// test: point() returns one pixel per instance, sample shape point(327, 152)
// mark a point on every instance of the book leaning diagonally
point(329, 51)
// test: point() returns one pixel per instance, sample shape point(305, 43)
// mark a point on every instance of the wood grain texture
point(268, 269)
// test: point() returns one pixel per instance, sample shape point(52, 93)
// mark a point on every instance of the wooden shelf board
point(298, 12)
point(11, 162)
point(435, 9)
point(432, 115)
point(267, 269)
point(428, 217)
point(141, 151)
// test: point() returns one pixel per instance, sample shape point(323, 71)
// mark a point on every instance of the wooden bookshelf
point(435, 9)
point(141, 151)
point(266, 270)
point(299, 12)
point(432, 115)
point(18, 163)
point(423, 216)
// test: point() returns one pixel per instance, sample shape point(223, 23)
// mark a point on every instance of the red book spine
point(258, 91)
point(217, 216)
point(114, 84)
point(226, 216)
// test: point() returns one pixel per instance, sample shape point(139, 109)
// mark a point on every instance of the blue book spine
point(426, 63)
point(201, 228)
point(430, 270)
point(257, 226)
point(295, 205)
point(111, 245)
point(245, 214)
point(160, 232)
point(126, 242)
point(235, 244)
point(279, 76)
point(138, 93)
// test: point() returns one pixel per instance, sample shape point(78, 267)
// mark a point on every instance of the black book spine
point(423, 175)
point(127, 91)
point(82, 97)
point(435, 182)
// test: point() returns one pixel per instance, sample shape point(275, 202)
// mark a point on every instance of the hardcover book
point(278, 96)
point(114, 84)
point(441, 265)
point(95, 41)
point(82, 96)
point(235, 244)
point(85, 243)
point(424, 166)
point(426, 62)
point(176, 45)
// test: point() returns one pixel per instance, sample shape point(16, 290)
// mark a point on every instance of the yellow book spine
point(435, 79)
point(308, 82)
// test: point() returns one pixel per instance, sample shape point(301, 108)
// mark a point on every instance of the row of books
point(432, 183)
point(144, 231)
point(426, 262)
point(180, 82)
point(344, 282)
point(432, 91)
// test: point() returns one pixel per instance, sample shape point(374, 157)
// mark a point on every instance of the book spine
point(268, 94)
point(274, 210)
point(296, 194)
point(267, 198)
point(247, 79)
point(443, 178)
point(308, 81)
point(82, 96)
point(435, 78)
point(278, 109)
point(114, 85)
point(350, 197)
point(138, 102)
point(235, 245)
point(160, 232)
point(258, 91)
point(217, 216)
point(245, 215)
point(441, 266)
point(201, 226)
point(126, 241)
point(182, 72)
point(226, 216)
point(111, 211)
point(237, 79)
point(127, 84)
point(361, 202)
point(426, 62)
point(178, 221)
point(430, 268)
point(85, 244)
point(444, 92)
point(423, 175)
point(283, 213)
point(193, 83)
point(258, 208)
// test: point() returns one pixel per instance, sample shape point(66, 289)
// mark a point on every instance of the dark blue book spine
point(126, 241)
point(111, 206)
--
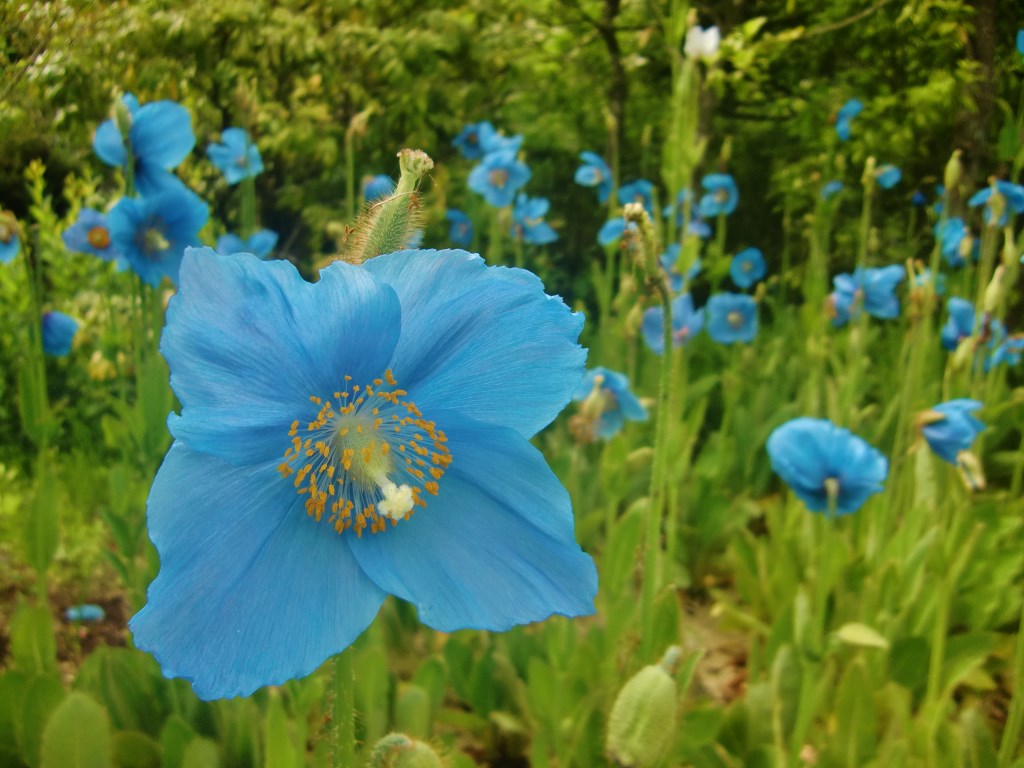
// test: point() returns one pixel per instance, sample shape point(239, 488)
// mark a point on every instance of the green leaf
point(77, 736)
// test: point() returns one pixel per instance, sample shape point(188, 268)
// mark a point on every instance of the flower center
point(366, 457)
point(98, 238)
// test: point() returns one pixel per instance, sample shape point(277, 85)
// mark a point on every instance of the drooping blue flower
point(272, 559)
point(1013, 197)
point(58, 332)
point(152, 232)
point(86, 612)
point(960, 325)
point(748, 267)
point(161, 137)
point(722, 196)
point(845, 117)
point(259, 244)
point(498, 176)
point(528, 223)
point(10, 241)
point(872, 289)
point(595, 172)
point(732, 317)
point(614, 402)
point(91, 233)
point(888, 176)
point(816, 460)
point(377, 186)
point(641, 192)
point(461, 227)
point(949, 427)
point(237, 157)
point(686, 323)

**STATED EXERCISE**
Arrange the records between the line holding "shape point(223, 23)" and the line holding "point(138, 93)", inclusive, as a Markdown table with columns Row and Line, numbering each line and leaving out blank lines.

**RESULT**
| Row | Line |
|---|---|
| 1 | // test: point() returns one pixel per instance, sample shape point(223, 23) |
| 2 | // mark a point on every instance of the red book spine |
| 3 | point(258, 91) |
| 4 | point(217, 216) |
| 5 | point(114, 84) |
| 6 | point(226, 216) |
| 7 | // test: point() returns one pixel per instance, sample shape point(139, 109) |
| 8 | // mark a point on every instance of the blue book spine |
| 9 | point(426, 63) |
| 10 | point(201, 228) |
| 11 | point(430, 270) |
| 12 | point(257, 226) |
| 13 | point(295, 205) |
| 14 | point(111, 245) |
| 15 | point(245, 214) |
| 16 | point(160, 232) |
| 17 | point(126, 242) |
| 18 | point(235, 244) |
| 19 | point(279, 76) |
| 20 | point(138, 93) |